*To be done*
Exactly reproduce the lines from the line that has "indicate the ceramic" down to the last line of the entries, inclusive.

▬▬▬▬▬▬▬▬▬▬

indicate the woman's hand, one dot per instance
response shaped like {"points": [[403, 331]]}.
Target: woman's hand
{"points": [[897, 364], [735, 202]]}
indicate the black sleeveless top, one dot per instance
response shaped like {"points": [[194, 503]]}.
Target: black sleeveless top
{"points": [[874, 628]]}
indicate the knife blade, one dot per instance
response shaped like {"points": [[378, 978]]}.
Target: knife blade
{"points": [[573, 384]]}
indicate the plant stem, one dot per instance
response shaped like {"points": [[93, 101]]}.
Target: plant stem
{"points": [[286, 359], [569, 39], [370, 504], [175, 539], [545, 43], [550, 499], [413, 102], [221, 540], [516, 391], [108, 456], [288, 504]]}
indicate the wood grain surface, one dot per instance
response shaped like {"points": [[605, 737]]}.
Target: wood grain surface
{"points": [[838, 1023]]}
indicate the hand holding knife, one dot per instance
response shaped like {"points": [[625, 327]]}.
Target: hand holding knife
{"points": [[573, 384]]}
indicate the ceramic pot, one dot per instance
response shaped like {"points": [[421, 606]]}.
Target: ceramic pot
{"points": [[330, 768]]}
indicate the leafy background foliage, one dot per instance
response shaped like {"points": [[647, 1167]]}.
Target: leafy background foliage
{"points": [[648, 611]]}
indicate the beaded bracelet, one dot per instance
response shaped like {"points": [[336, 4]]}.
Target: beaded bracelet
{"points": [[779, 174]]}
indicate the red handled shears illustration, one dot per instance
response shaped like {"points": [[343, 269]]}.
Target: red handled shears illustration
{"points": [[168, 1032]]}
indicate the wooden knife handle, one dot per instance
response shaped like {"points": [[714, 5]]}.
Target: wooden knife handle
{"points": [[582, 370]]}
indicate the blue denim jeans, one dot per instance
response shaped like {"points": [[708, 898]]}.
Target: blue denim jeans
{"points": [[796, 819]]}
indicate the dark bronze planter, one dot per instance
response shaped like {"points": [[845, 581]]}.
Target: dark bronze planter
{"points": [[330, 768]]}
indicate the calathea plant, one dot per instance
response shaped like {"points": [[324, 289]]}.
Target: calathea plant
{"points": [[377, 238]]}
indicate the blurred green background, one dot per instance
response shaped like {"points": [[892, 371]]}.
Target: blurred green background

▬▬▬▬▬▬▬▬▬▬

*The solution*
indicate the ceramic pot, one dot per instance
response shaped like {"points": [[421, 606]]}.
Target: ceramic pot
{"points": [[330, 768]]}
indicate the leafy background foliage, one dot per instance
response shaped like {"points": [[647, 1167]]}.
Target: leafy background foliage
{"points": [[648, 611]]}
indicate the beaded bracelet, one dot per instance
response shaped like {"points": [[336, 4]]}.
Target: beaded bracelet
{"points": [[779, 174]]}
indicate the red handled shears illustration, one dot per instance
response shaped like {"points": [[343, 269]]}.
Target: red handled shears illustration
{"points": [[168, 1032]]}
indicate the wooden knife handle, one dot per instance
response shaped like {"points": [[714, 5]]}.
Target: wooden knife handle
{"points": [[582, 370]]}
indicate the blue denim jeans, one dot per instance
response shaped like {"points": [[708, 898]]}.
Target: blue denim jeans
{"points": [[796, 819]]}
indicate the dark bronze planter, one dot per instance
response shaped like {"points": [[845, 581]]}.
Target: dark bronze planter
{"points": [[330, 768]]}
indicate the calathea plant, one dot per instance
response shaped like {"points": [[324, 289]]}.
Target: calathea plant
{"points": [[377, 238]]}
indicate the blurred green background, one dot per instance
response shaped like {"points": [[892, 371]]}.
Target: blurred green background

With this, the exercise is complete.